§ **Tugas yang dikerjakan**
A) Jawab pertanyaan berikut berdasarkan kutipan tentang i'jaz al-Qur'an:
(i) Apa yang menjadi tujuan i'jaz al-Qur'an?
(ii) Apa judul buku Manna al-Qathan yang disebutkan?
(iii) Menurut kutipan, lafaz i'jaz al-Qur'an yang dijelaskan Nasruddin Umar terdiri dari apa?
B) Teruskan bagian berikutnya dari kutipan tentang i'jaz al-Qur'an, mulai setelah kalimat terakhirnya.

══ Kutipan teks ══

كلام الله, المنزل على محمد صلى الله عليه وسلم, المتعبد بتلاوته.[7]

Artinya :
Firman Allah yang diturunkan kepada Muhammad SAW, yang bernilai ibadah membacanya.

Jadi i’jaz al-Qur’an adalah ilmu yang membahas tentang al-Qur’an dari segi fungsinya sebagai tanda kebenaran Nabi Muhammad SAW., penegasan terhadap risalah yang dibawanya seraya mencari sisi-sisi kemukjizatannya dan memberikan kanter terhadap wacana-wacana yang berusaha merongrong dan menggerogoti otentisitas al-Quran.[8]
Karena itu tidak heran jika ilmu ini menduduki posisi garda depan dalam kajian ulumul qur’an. Bahkan pembahasanya ini telah menjadi perhatian ulama dari generasi ke generasi dan akan selalu aktual disepanjang perjalanan zaman. Nilai aktualitas kajian i’jaz al-Qur’an ini disebabkan karena bersentuhan lansung dengan eksistensi sebuah kitab transendental yang menjadi panutan dan way of life  bagi anak manusia di dunia.
I’jaz al-Qur’an bukanlah dimaksudkan untuk melemahkan dan mematahkan argumentasi peragu-peragu risalah atau memperlihatkan pada manusia bahwa kemampuan mereka tidak signifikan sama sekali dihadapan keagungan al-Qur’an. Pengakuan manusia tentang kebenaran al-Qur’an dan risalah kerasulan Muhammad lah yang menjadi tujuan i’jaz al-Qur’an.[9]

Dari uraian di atas penulis  melihat bahwa Manna al-Qathan memberikan penjelasan dasar tentang pengertian i’jaz dan pengertian al-Qur’an pada bab yang berbeda dalam bukunya Mabahits fi Ulum al-Qur’an, namun dalam buku yang berjudul Ulumul Quran karangan Nasruddin Umar penulis melihat bahwa Nasrudidin Umar telah berusaha menjelaskan i’jaz al-Quran dari segi lafaz yang terdiri dari mudhaf dan mudhafun ilaih dan dari pemahaman itu dapat disimpulkan bahwa i’jaz al-Qur’an adalah ilmu yang membahas tentang al-Qur’an dari segi fungsinya sebagai tanda kebenaran Nabi Muhammad SAW., penegasan terhadap risalah yang dibawanya seraya mencari sisi-sisi kemukjizatannya dan memberikan kanter terhadap wacana-wacana yang berusaha merongrong dan menggerogoti otentisitas al-Quran.

═══
══ Baris data ══

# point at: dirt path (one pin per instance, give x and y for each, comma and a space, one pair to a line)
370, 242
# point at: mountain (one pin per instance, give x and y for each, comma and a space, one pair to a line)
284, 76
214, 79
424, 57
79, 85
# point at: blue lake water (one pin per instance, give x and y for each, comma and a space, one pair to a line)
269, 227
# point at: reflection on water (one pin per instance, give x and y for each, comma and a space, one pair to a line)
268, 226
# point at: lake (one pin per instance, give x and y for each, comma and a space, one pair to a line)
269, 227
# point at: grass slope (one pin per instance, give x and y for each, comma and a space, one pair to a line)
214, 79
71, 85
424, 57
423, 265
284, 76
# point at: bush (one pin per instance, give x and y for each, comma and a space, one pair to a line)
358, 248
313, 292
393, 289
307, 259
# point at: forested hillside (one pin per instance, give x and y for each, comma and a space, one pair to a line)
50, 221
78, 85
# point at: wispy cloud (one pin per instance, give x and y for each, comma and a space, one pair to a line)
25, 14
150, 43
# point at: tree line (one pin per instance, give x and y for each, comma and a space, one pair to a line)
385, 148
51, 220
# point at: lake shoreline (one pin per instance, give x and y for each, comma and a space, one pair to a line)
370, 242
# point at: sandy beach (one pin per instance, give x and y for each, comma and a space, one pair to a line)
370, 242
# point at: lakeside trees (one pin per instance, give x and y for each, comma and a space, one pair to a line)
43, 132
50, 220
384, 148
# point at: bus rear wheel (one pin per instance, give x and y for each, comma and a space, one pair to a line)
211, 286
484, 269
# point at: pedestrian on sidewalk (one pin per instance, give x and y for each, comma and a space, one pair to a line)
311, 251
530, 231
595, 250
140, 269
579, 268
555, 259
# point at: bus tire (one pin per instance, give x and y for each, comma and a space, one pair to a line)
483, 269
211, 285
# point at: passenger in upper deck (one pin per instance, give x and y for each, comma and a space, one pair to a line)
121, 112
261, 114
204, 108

═══

§ **Hasil per tugas**
A)
(i) Pengakuan manusia tentang kebenaran al-Qur'an dan risalah kerasulan Muhammad.
(ii) Mabahits fi Ulum al-Qur'an.
(iii) Mudhaf dan mudhafun ilaih.

B)
III. Tahapan I’jaz al-Quran
Kebenaran sebuah mu’jizat belum teruji jika belum melakukan tantangan kepada umat manusia untuk mendatangkan hal yang serupa atau mirip dengan mu’jizat tersebut. Karena itulah  al-Qur’an dengan jelas telah menantang kepada orang Arab dan makhluk secara umum untuk membuat kitab yang sama, atau paling tidak mirib dengan al-Qur’an. Namun tantangan itu tidak mendapat sambutan yang memuaskan, bahkan beberapa orang kafir yang pernah mencoba menandingi al-Qur’an berbalik keyakinannya menjadi muslim yang tunduk dan meyakini keagungan al-Qur’an.[10]
Dalam rekaman ulama, paling tidak ada empat tahapa tantangan kepada manusia untuk mendatangkan atau menandingi al-Qur’an.[11]
1.      Tatangan untuk membuat kitab seperti al-Qur’an
Tantangan ini terekam dalam firman Allah SWT. :
أَمْ يَقُولُونَ تَقَوَّلَهُ بَلْ لَا يُؤْمِنُونَ (33) فَلْيَأْتُوا بِحَدِيثٍ مِثْلِهِ إِنْ كَانُوا صَادِقِينَ (34)
Artinya :
Ataukah mereka mengatakan: "Dia (Muhammad) membuat-buatnya." Sebenarnya mereka tidak beriman, Maka hendaklah mereka mendatangkan kalimat yang semisal Al Quran itu jika mereka orang-orang yang benar. (QS. Ath-Thur : 33-34).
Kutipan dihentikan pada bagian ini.